Text block –
[BEGIN]
Opinion
42135.
DECIDED JUNE 27, 1985.
Murder. Fulton Superior Court. Before Judge Fryer.
Margret H. Earls, Dennis R. Kruszewski, for appellant.
Lewis R. Slaton, District Attorney, Margaret V. Lines, Assistant District Attorney, Michael J. Bowers, Attorney General, Dennis R. Dunn, Senior Attorney, for appellee.
The defendant was indicted for the malice murder of Betty Jean Lee. He was convicted of felony murder and sentenced to life imprisonment.
The underlying felony charged by the trial court was aggravated assault.
The defendant was indicted on June 22, 1984. He was convicted and sentenced on September 12, 1984. His motion for new trial was denied on January 25, 1985. The case was docketed in this court on March 25, 1985 and submitted on May 10, 1985.
[END]
Information given –
[BEGIN]
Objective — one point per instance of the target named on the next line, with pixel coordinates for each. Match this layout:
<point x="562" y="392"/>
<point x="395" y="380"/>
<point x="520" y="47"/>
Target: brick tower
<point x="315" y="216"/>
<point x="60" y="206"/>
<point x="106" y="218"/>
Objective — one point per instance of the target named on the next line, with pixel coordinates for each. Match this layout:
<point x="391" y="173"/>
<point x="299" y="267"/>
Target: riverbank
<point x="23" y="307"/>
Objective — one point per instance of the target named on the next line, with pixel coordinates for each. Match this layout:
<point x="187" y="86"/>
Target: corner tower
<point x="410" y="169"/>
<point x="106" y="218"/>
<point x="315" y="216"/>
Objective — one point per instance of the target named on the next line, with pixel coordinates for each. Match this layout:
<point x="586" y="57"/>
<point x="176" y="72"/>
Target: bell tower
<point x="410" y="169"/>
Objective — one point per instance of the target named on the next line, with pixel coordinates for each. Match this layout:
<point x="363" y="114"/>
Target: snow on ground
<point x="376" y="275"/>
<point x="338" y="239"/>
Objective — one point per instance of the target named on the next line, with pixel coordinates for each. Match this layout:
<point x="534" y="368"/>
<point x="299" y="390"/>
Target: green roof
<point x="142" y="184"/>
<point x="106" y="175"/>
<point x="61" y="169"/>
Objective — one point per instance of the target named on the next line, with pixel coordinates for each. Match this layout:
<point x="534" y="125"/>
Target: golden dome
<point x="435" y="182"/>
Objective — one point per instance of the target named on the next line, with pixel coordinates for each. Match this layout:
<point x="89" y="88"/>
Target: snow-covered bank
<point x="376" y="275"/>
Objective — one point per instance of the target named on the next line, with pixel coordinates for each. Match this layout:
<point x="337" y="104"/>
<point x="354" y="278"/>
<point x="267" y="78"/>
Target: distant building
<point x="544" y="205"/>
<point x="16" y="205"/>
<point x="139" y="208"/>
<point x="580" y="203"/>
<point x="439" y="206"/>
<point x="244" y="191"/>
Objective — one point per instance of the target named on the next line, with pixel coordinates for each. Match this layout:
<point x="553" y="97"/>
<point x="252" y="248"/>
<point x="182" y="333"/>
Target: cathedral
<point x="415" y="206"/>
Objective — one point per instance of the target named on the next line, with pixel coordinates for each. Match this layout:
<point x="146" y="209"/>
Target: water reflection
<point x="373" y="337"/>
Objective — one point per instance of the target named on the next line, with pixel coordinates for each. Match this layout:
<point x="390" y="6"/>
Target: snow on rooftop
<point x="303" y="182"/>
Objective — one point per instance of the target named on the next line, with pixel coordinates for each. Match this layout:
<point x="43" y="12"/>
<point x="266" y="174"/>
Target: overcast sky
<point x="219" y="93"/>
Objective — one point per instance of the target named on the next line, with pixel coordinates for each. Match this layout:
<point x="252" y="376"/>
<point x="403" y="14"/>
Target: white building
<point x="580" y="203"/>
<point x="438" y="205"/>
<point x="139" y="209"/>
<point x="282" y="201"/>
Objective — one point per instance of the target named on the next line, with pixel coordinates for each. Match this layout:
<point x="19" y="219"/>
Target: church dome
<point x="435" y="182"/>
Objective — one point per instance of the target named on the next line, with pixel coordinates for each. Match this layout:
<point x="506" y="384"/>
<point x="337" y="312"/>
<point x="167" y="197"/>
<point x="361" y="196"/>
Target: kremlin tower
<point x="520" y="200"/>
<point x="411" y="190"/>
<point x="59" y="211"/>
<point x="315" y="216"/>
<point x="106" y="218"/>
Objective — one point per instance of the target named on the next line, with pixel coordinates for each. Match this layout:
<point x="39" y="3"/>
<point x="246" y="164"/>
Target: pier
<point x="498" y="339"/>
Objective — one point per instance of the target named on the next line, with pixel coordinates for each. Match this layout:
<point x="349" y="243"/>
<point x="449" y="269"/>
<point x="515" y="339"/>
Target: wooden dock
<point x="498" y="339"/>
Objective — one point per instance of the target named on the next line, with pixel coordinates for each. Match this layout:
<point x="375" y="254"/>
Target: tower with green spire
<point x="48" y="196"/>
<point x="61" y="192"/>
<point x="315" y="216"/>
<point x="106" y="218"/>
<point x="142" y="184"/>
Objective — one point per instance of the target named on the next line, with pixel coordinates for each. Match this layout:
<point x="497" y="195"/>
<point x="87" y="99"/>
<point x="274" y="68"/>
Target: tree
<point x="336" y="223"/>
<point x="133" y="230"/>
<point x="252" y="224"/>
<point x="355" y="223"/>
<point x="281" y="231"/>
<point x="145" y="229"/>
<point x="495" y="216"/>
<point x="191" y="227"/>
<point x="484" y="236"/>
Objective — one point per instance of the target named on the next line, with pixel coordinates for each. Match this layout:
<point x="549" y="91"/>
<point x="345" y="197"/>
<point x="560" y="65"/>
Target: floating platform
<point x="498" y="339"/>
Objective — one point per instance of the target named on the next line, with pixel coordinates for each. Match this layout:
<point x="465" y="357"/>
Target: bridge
[END]
Set task – Duplicate the passage of the court opinion starting at "DECIDED JUNE 27, 1985." and ending at "to life imprisonment.".

Solved exercise –
DECIDED JUNE 27, 1985.
Murder. Fulton Superior Court. Before Judge Fryer.
Margret H. Earls, Dennis R. Kruszewski, for appellant.
Lewis R. Slaton, District Attorney, Margaret V. Lines, Assistant District Attorney, Michael J. Bowers, Attorney General, Dennis R. Dunn, Senior Attorney, for appellee.
The defendant was indicted for the malice murder of Betty Jean Lee. He was convicted of felony murder and sentenced to life imprisonment.